__Directions__:
1. In the K-means and fuzzy c-means text below, retype the passage between "where $\mid \mid" and "respective cluster centres.", inclusive, with no changes.
2. Using the K-means and fuzzy c-means text below, decide whether each statement agrees with it. Answer yes or no for each and quote the deciding words.
(a) The number of clusters found earlier serves as input when each attribute is fuzzified with the fuzzy c-means algorithm.
(b) Once K exceeds K_max, the algorithm goes back to step 1.
(c) Fuzzy partitioning is done in one pass, without iteration.
3. In one to three sentences, explain why the algorithm in the K-means and fuzzy c-means text below sometimes returns to step 1 and at other times stops.

__Document text__:
Input: given sets of data to be clustered: $d_1$, …, $d_n$ Output: $K\leftarrow$ number of clusters 1: Improve-Params ← run conventional K-means to convergence 2: Improve-Structure ← find out if and where new centroids should appear 3: if $K>K_{max}$ then 4:  stop and report best scoring model found during the search 5: else if $K<=K_{max}$then 6:  Go to 1 7: end if 8: returnK

The objective function of K-means is as follows:

$$J=\sum _{j=1}^k\sum _{i=1}^n\mid \mid x_i^j-c_j\mid {\mid }^2$$

(5)

where $\mid \mid x_i^j-c_j\mid {\mid }^2$ is a chosen distance measure between a data point $x_i^j$ and the cluster centre $c_j$, which is an indicator of the distance of the n data points from their respective cluster centres.

The determined number of clusters is used as input when fuzzifying each attribute with the fuzzy c-means (FCM) clustering algorithm [38,39].

FCM is based on minimization of the following objective function:

$$J_m=\sum _{i=1}^N\sum _{j=1}^C{u}_{ij}\mid \mid x_i-c_j\mid {\mid }^2,1\le m<\infty$$

(6)

where m is any real number greater than 1, $u_{ij}$ is the degree of membership of $x_i$ in the cluster j, $x_i$ is the ith value of d-dimensional measured data, $c_j$ is the d-dimension center of the cluster, and $\mid \mid \ast \mid \mid$ is any norm expressing the similarity between any measured data point and the center [39]. Fuzzy partitioning is carried out through an iterative optimization of the objective function shown above, updating the membership $u_{ij}$ and the cluster centers $u_j$ by:

$$u_{ij}=\left(\frac{1}{{\sum }_{k=1}^C{u}_{ij}{(\frac{\mid \mid x_i-c_j\mid \mid }{\mid \mid x_i-c_k\mid \mid })}^{\frac{2}{m-1}})}\right)$$

(7)

$$c_j=\frac{{\sum }_{i=1}^N{u}_{ij}^m·x_i}{{\sum }_{i=1}^N{u}_{ij}^m}$$

(8)

__Dataset section__:
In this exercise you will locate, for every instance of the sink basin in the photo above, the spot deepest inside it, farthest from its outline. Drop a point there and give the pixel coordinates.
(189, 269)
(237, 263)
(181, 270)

__The replies__:
1.
where $\mid \mid x_i^j-c_j\mid {\mid }^2$ is a chosen distance measure between a data point $x_i^j$ and the cluster centre $c_j$, which is an indicator of the distance of the n data points from their respective cluster centres.

2.
(a) Yes: "The determined number of clusters is used as input when fuzzifying each attribute with the fuzzy c-means (FCM) clustering algorithm"
(b) No: "stop and report best scoring model found during the search"
(c) No: "Fuzzy partitioning is carried out through an iterative optimization of the objective function shown above"

3. The algorithm returns to step 1 while K is still less than or equal to K_max, so it runs K-means again and checks where new centroids should appear. Once K exceeds K_max, it stops and reports the best scoring model found during the search.